What is asked: Quote the material word for word from the line with "task | put a marker on each instance of the gold" to the line with "x=246, y=152", including both of those lines.

[Records drawn from a data source]
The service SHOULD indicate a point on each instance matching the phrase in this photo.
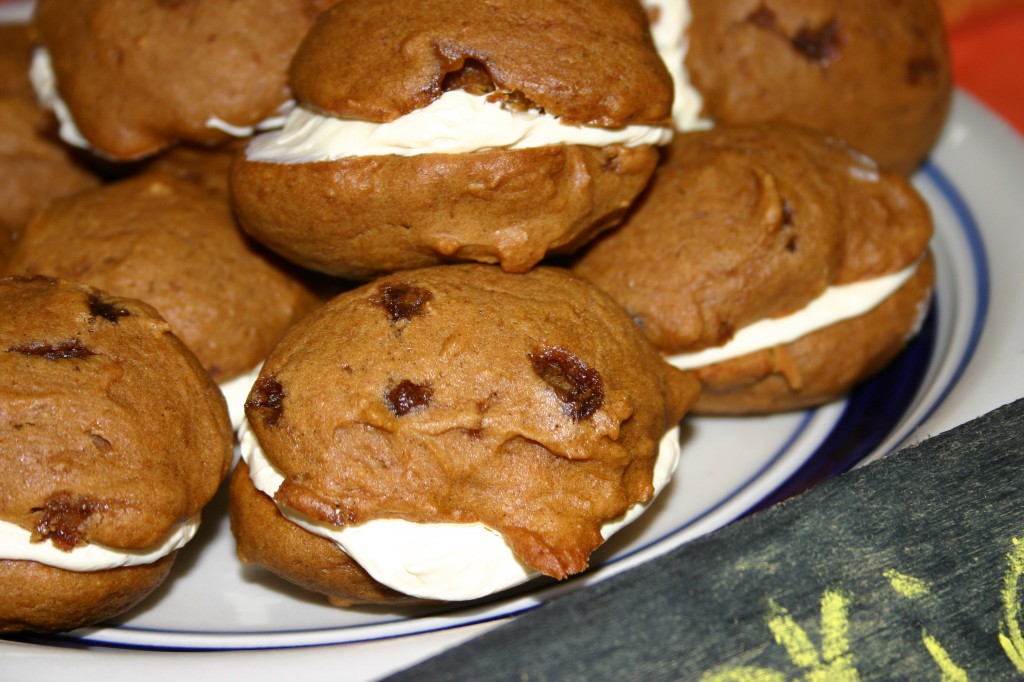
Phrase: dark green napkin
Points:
(908, 568)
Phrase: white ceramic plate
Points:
(215, 616)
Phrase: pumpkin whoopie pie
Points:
(448, 432)
(113, 438)
(778, 263)
(521, 129)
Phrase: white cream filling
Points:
(269, 123)
(444, 561)
(455, 123)
(16, 545)
(237, 392)
(834, 305)
(670, 33)
(45, 84)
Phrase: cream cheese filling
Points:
(444, 561)
(834, 305)
(44, 83)
(16, 545)
(455, 123)
(236, 393)
(670, 33)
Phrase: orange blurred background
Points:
(986, 40)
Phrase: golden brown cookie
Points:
(35, 166)
(876, 74)
(174, 244)
(267, 539)
(113, 437)
(15, 56)
(139, 75)
(458, 394)
(364, 211)
(745, 223)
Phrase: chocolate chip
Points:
(576, 384)
(401, 301)
(470, 76)
(821, 44)
(53, 350)
(922, 71)
(109, 311)
(407, 396)
(61, 519)
(266, 399)
(763, 17)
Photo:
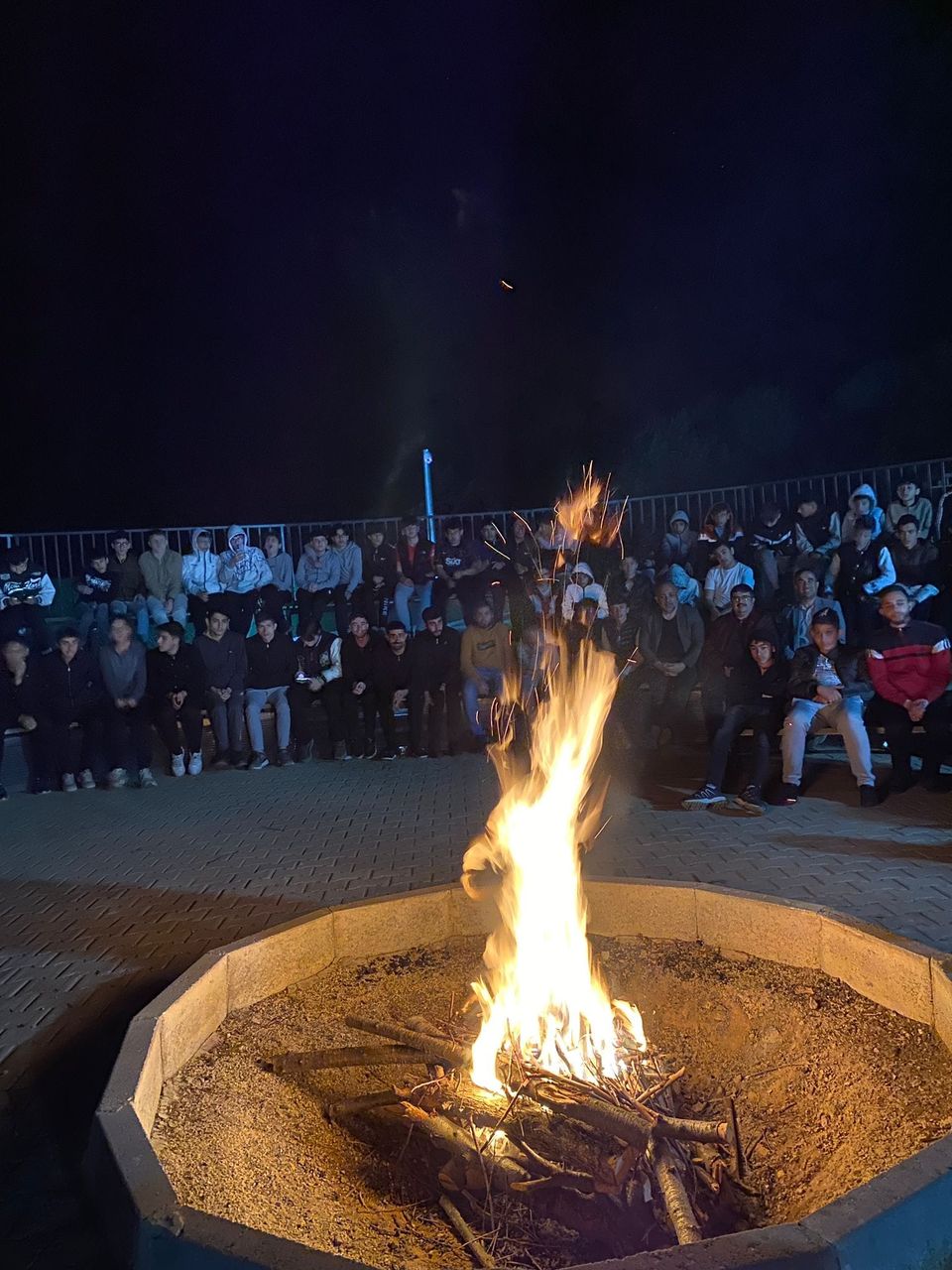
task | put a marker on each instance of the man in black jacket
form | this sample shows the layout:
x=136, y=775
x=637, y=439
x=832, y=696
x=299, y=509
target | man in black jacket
x=435, y=681
x=72, y=695
x=226, y=666
x=757, y=695
x=272, y=666
x=393, y=670
x=828, y=686
x=176, y=683
x=359, y=697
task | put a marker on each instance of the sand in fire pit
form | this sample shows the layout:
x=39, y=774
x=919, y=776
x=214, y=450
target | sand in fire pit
x=830, y=1089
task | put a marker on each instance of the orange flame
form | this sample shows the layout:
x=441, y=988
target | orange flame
x=542, y=993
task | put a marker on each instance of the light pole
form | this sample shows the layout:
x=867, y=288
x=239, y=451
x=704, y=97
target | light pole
x=428, y=494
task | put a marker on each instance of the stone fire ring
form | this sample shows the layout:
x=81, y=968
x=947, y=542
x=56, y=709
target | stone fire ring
x=898, y=1220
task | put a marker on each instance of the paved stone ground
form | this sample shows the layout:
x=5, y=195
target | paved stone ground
x=105, y=897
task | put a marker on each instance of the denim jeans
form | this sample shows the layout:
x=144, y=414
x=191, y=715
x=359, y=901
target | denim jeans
x=471, y=693
x=135, y=608
x=846, y=717
x=419, y=594
x=159, y=615
x=254, y=699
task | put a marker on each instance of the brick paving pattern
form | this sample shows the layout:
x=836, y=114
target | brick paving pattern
x=105, y=899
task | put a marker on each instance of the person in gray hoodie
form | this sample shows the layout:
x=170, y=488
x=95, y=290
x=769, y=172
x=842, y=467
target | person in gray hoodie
x=678, y=545
x=199, y=576
x=317, y=575
x=350, y=575
x=243, y=571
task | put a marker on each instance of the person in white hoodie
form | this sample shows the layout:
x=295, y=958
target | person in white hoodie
x=243, y=571
x=583, y=585
x=199, y=576
x=862, y=502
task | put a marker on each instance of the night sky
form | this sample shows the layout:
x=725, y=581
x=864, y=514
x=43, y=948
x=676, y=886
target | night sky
x=257, y=250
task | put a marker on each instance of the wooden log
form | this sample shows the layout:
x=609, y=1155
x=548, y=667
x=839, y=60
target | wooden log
x=472, y=1243
x=675, y=1198
x=345, y=1056
x=434, y=1048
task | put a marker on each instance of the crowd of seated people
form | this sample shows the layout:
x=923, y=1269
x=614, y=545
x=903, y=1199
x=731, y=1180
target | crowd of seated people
x=375, y=648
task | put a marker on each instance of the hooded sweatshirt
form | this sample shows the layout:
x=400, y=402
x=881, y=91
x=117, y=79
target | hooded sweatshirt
x=848, y=526
x=589, y=589
x=676, y=548
x=199, y=571
x=245, y=572
x=317, y=572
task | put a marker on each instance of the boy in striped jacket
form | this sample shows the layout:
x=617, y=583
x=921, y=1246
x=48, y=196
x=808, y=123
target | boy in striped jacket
x=910, y=666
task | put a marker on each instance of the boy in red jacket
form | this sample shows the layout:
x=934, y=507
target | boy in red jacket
x=909, y=666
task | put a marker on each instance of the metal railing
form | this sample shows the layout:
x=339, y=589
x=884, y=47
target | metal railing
x=63, y=554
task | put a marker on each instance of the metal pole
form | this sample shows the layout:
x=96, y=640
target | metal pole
x=428, y=494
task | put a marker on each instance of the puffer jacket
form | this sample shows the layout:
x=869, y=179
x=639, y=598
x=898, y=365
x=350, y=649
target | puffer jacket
x=199, y=571
x=243, y=568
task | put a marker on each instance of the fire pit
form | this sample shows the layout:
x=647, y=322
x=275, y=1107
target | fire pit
x=245, y=1002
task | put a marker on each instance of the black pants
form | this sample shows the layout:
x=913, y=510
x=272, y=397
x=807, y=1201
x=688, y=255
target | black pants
x=765, y=724
x=359, y=719
x=128, y=734
x=311, y=606
x=273, y=603
x=60, y=743
x=168, y=719
x=898, y=734
x=443, y=717
x=240, y=610
x=317, y=715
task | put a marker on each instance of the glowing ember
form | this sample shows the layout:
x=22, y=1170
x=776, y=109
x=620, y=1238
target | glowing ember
x=542, y=993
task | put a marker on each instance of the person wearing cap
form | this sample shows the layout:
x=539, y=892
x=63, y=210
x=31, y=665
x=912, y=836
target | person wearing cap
x=162, y=572
x=485, y=658
x=678, y=545
x=909, y=500
x=393, y=680
x=317, y=576
x=757, y=697
x=916, y=564
x=583, y=585
x=909, y=666
x=380, y=575
x=828, y=689
x=435, y=681
x=225, y=658
x=128, y=587
x=71, y=695
x=416, y=574
x=176, y=683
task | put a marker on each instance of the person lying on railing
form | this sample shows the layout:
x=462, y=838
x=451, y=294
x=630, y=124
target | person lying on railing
x=916, y=564
x=909, y=666
x=828, y=689
x=909, y=500
x=757, y=698
x=26, y=593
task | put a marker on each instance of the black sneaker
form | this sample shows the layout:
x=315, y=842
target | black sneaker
x=752, y=801
x=708, y=795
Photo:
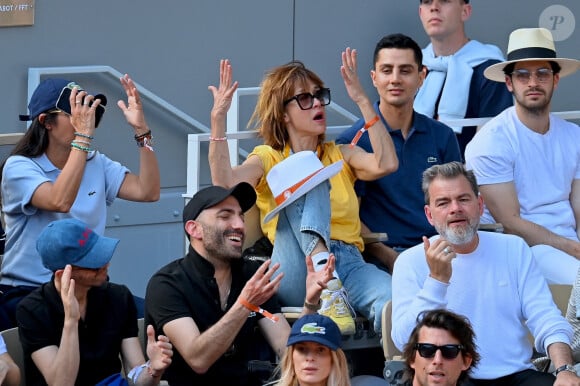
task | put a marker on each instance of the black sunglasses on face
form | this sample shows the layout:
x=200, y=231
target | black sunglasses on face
x=306, y=100
x=449, y=351
x=523, y=75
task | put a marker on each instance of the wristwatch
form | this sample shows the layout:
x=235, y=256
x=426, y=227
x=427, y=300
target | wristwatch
x=565, y=367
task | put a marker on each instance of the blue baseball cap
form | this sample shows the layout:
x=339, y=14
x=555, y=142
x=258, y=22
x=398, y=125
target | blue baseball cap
x=71, y=241
x=54, y=93
x=316, y=328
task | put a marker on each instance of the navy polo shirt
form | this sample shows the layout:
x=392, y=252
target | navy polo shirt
x=394, y=203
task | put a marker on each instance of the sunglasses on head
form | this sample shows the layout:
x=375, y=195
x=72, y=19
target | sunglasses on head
x=306, y=100
x=63, y=102
x=448, y=351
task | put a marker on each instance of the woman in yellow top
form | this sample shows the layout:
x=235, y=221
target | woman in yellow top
x=290, y=117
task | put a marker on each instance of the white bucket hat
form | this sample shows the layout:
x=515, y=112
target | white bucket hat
x=295, y=176
x=529, y=44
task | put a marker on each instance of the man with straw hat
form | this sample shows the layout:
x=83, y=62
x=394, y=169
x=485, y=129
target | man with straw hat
x=527, y=161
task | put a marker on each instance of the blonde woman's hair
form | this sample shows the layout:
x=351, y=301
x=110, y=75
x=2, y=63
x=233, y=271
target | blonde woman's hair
x=339, y=373
x=277, y=87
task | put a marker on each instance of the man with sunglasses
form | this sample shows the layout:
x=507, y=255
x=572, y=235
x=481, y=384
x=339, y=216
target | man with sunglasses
x=527, y=161
x=386, y=204
x=490, y=278
x=441, y=349
x=54, y=172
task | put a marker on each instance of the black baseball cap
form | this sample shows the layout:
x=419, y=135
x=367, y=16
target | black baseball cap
x=213, y=195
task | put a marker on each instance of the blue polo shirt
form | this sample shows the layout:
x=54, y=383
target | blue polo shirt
x=394, y=203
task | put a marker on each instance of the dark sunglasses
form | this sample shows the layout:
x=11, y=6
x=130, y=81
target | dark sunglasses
x=63, y=102
x=449, y=351
x=523, y=76
x=306, y=100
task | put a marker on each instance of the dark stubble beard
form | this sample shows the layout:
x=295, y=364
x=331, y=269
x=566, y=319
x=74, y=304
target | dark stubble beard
x=214, y=242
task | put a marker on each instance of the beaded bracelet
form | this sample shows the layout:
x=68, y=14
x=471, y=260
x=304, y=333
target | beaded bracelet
x=146, y=142
x=79, y=147
x=218, y=139
x=144, y=135
x=82, y=142
x=78, y=134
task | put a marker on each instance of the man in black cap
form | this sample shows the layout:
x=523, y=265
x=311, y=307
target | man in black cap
x=215, y=306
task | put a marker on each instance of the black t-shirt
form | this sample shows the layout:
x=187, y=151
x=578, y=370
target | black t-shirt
x=187, y=288
x=111, y=316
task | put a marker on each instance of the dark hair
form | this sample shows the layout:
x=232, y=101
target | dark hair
x=509, y=68
x=464, y=1
x=457, y=325
x=399, y=41
x=448, y=171
x=34, y=142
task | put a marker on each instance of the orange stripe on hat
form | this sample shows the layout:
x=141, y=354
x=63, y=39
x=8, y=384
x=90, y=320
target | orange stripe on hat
x=288, y=192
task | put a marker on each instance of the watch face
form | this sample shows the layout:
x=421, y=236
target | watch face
x=566, y=367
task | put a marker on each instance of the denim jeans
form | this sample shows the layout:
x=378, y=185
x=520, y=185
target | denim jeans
x=300, y=226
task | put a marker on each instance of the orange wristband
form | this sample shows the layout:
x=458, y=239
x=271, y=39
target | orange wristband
x=257, y=309
x=362, y=130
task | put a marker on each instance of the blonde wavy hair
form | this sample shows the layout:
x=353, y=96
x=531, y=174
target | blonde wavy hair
x=278, y=86
x=339, y=374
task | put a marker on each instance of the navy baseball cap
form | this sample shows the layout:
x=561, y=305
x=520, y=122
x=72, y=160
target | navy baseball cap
x=316, y=328
x=213, y=195
x=53, y=94
x=71, y=241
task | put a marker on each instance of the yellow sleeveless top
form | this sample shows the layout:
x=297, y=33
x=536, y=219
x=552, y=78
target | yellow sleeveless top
x=344, y=219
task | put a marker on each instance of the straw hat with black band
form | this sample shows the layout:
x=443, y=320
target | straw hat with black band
x=531, y=44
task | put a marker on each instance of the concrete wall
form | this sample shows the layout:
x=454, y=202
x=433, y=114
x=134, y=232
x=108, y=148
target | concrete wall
x=173, y=48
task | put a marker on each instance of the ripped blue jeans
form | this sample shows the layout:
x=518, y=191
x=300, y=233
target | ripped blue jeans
x=300, y=226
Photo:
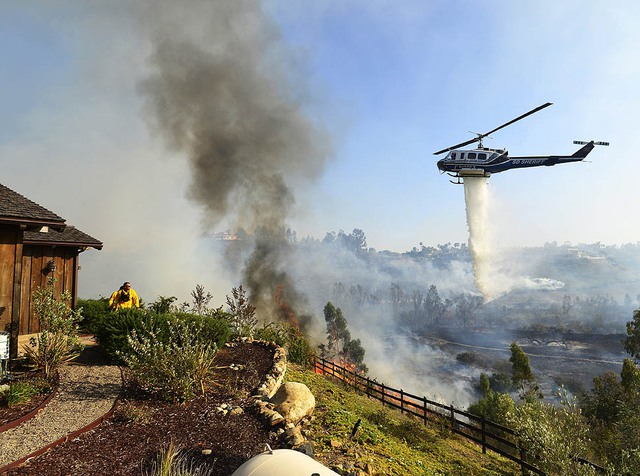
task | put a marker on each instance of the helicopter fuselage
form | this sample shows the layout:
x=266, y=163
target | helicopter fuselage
x=484, y=161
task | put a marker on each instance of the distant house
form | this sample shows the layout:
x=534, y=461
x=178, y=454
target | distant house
x=35, y=245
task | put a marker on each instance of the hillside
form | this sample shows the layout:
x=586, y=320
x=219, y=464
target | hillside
x=386, y=441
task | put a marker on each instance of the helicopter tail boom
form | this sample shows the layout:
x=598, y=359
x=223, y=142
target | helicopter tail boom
x=588, y=147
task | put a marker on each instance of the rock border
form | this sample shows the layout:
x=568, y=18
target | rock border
x=263, y=407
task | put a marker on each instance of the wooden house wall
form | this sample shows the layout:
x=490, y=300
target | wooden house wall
x=34, y=262
x=10, y=247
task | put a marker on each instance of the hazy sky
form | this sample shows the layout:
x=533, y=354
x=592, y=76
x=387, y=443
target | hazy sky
x=390, y=81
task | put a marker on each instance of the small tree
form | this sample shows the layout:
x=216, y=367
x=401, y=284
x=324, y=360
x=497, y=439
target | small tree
x=58, y=340
x=242, y=312
x=555, y=436
x=339, y=342
x=200, y=300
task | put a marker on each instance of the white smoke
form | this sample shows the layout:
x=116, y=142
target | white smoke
x=494, y=270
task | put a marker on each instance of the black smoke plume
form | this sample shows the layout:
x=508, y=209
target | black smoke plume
x=225, y=91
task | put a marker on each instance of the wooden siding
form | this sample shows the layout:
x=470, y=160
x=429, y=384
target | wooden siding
x=34, y=262
x=10, y=243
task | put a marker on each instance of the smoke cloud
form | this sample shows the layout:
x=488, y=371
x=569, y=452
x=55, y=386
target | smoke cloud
x=223, y=94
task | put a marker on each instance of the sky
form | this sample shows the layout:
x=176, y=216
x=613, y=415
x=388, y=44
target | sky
x=384, y=84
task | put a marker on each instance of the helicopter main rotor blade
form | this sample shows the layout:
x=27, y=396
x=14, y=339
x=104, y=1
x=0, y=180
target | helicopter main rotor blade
x=481, y=136
x=518, y=118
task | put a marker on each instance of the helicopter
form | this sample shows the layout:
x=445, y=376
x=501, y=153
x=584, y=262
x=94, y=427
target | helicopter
x=483, y=161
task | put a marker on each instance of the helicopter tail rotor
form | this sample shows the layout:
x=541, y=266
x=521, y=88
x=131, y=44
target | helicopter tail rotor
x=581, y=142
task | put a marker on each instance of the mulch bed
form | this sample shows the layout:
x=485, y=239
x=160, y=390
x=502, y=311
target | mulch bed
x=129, y=442
x=9, y=414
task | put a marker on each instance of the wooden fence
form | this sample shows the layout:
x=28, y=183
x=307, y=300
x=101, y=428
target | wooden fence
x=491, y=436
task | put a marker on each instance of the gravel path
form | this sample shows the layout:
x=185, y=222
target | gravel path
x=85, y=393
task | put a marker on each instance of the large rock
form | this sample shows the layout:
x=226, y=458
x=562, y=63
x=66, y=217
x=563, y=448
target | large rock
x=294, y=401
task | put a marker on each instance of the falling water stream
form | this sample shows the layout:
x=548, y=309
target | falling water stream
x=476, y=198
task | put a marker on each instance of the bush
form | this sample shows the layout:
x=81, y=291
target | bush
x=175, y=367
x=172, y=462
x=114, y=329
x=95, y=312
x=212, y=329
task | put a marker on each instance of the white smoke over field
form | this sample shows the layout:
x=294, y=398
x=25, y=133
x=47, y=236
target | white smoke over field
x=495, y=271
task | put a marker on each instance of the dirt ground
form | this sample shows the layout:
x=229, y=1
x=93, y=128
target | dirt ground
x=130, y=441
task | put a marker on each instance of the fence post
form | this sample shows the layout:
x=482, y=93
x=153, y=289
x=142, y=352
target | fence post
x=424, y=399
x=453, y=416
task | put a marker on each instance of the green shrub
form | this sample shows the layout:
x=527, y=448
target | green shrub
x=94, y=311
x=175, y=366
x=115, y=328
x=216, y=330
x=172, y=462
x=112, y=335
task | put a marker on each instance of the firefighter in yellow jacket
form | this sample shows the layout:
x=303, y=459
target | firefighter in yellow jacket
x=124, y=298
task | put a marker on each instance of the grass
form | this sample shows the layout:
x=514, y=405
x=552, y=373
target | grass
x=386, y=441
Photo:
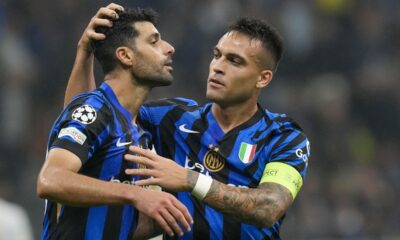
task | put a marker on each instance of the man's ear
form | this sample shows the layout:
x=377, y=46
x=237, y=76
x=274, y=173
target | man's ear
x=125, y=55
x=264, y=78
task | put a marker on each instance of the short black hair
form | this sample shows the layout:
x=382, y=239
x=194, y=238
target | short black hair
x=265, y=33
x=120, y=34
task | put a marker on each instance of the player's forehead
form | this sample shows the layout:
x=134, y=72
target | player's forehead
x=239, y=43
x=146, y=29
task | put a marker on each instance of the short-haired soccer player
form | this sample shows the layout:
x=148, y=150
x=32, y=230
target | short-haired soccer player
x=89, y=195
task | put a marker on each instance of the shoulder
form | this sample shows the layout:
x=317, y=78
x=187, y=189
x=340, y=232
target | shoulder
x=282, y=122
x=156, y=111
x=171, y=102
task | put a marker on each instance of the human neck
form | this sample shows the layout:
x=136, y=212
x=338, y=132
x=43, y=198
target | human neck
x=229, y=117
x=129, y=94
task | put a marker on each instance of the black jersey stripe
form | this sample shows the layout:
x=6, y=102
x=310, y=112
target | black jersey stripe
x=289, y=145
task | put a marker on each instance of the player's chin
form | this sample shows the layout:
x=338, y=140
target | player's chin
x=165, y=80
x=213, y=95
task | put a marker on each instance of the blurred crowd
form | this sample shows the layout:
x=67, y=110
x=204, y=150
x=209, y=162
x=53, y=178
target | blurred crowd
x=339, y=78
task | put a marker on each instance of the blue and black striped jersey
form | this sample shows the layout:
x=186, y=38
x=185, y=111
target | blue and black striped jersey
x=96, y=128
x=190, y=135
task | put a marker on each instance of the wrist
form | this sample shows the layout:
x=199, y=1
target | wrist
x=202, y=186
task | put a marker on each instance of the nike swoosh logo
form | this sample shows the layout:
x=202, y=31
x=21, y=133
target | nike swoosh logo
x=184, y=129
x=121, y=144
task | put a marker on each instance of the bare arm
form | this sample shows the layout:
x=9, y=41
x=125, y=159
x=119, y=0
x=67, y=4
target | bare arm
x=261, y=206
x=82, y=77
x=59, y=181
x=147, y=228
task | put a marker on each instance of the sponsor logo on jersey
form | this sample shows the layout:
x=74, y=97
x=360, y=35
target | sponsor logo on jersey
x=85, y=114
x=213, y=161
x=73, y=133
x=247, y=152
x=195, y=166
x=121, y=144
x=184, y=129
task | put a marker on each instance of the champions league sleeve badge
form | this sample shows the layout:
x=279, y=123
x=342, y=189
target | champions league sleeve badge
x=85, y=114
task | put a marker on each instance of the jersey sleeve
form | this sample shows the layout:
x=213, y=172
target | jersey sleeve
x=292, y=147
x=79, y=127
x=289, y=154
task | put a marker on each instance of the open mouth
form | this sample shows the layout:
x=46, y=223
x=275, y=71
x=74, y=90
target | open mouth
x=215, y=83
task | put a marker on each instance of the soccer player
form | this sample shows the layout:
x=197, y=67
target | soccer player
x=88, y=194
x=236, y=166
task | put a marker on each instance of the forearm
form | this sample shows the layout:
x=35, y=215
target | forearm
x=261, y=206
x=78, y=190
x=82, y=76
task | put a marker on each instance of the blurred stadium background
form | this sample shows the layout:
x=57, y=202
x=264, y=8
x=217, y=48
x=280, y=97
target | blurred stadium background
x=339, y=78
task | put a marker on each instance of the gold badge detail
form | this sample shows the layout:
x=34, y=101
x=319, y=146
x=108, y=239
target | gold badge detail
x=213, y=161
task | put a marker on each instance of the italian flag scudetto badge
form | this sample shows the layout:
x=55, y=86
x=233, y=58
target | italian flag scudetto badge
x=246, y=152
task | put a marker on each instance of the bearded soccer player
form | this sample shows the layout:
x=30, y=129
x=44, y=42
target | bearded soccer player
x=236, y=166
x=88, y=194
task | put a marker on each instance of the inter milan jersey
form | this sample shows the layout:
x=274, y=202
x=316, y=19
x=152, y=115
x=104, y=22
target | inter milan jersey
x=190, y=135
x=96, y=128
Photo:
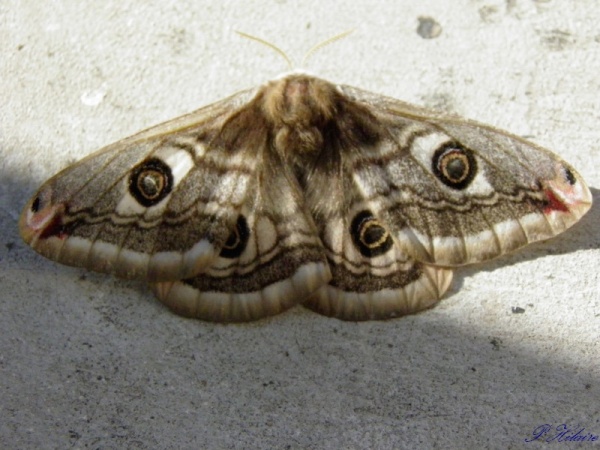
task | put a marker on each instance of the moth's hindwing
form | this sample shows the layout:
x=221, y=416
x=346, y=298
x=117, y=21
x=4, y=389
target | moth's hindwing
x=300, y=191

Task response:
task | put a marker on each instance of the gold badge detail
form | this sample shows the layout:
x=34, y=101
x=319, y=146
x=108, y=239
target | gold badge detail
x=213, y=161
task | put a marker on each instance of the italian flag scudetto badge
form | this sample shows the layout:
x=55, y=86
x=233, y=58
target | italian flag scudetto badge
x=246, y=152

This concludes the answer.